• [Aim of the task] Reproduce all of the material exactly as shown.

■ ■ ■

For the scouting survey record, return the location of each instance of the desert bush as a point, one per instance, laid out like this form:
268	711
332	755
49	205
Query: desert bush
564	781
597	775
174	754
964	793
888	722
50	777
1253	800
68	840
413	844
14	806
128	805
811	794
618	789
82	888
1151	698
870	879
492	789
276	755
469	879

■ ■ ■

• [Full response]
For the scouting survey record, return the location of each instance of the desert bush as a point, one per instance, laid out like this form:
268	711
332	755
49	205
Query: desert bush
564	781
597	775
174	754
964	793
888	722
50	777
1253	800
68	840
413	844
14	806
128	805
811	794
618	789
82	888
1151	698
870	879
492	789
276	755
469	879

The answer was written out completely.